TASK = Rewrite the lines from the start of the records through the line containing "[[56, 95], [16, 118], [46, 149], [74, 104]]", changing every "instance" to "object" and leaving everything else as it is.

--- PROVIDED MATERIAL ---

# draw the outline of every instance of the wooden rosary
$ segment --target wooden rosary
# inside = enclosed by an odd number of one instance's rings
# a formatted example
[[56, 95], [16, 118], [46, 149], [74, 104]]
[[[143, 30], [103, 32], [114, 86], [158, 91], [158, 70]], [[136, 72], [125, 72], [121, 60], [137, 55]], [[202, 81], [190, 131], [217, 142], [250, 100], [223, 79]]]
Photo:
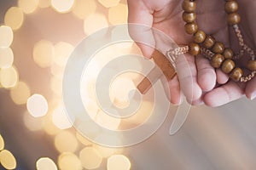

---

FULL ANSWER =
# draw the outline of every object of the wooden rosary
$ segment --target wooden rosary
# inside = enclosed by an odd number of one object's rings
# a formatted example
[[56, 95], [16, 118], [46, 149], [74, 104]]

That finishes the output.